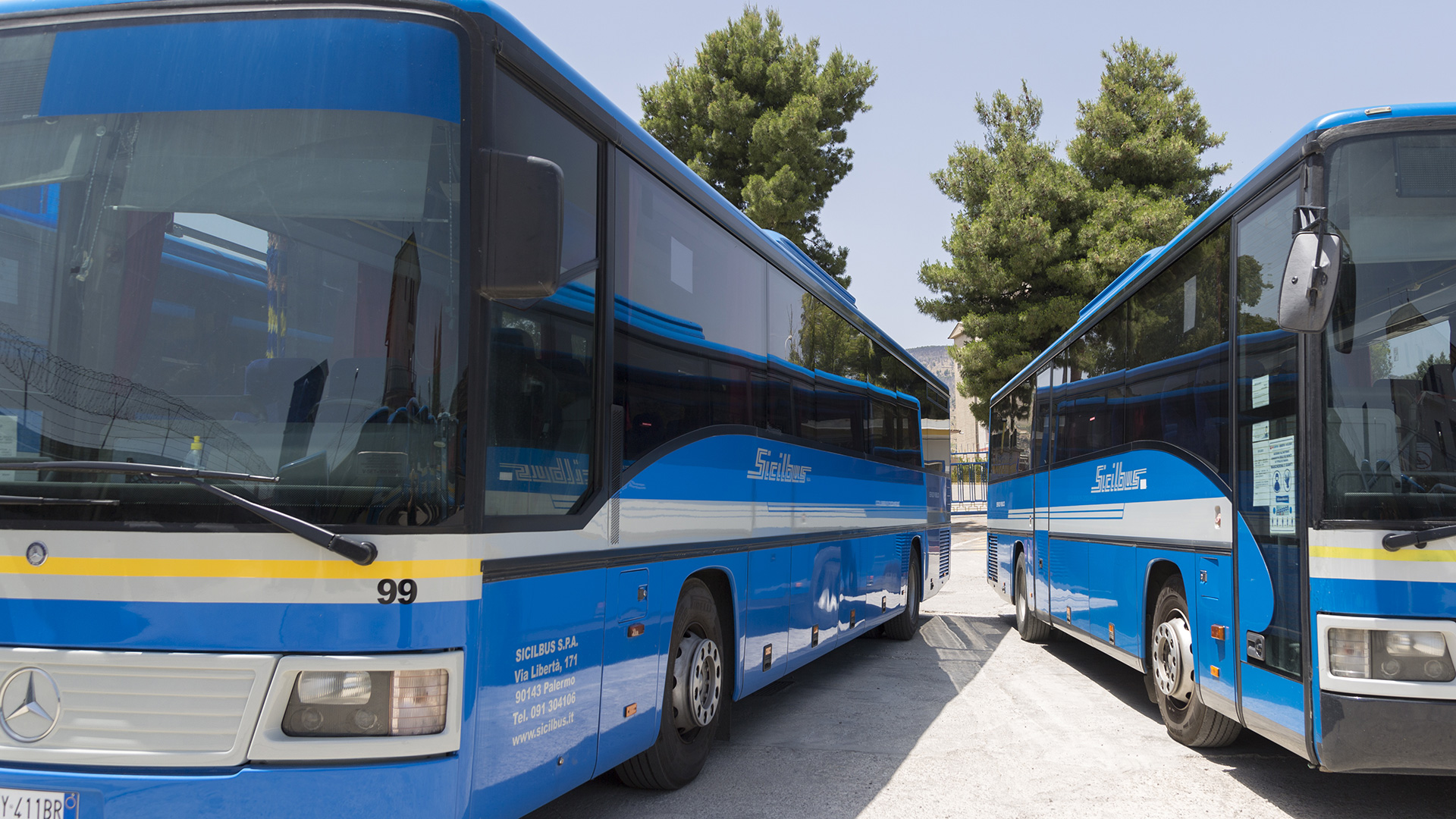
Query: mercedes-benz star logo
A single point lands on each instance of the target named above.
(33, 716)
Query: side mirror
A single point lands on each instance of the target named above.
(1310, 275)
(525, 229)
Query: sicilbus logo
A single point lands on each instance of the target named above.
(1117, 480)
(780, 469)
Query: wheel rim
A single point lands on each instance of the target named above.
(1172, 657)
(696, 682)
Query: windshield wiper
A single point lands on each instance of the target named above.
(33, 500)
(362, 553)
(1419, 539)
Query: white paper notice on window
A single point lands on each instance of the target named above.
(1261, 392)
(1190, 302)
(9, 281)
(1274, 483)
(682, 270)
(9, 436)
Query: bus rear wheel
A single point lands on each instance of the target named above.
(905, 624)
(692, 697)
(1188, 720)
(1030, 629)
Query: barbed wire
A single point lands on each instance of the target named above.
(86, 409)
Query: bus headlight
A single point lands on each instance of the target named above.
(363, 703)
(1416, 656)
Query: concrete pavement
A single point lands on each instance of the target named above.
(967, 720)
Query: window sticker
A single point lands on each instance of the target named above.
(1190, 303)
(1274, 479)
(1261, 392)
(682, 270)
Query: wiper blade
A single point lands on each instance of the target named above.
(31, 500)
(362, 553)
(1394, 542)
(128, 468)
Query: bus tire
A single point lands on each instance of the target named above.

○ ○ ○ ○ ○

Check each line of the listing for "wheel", and copy the ones that hold it.

## [RESULT]
Query: wheel rim
Query: bus rear wheel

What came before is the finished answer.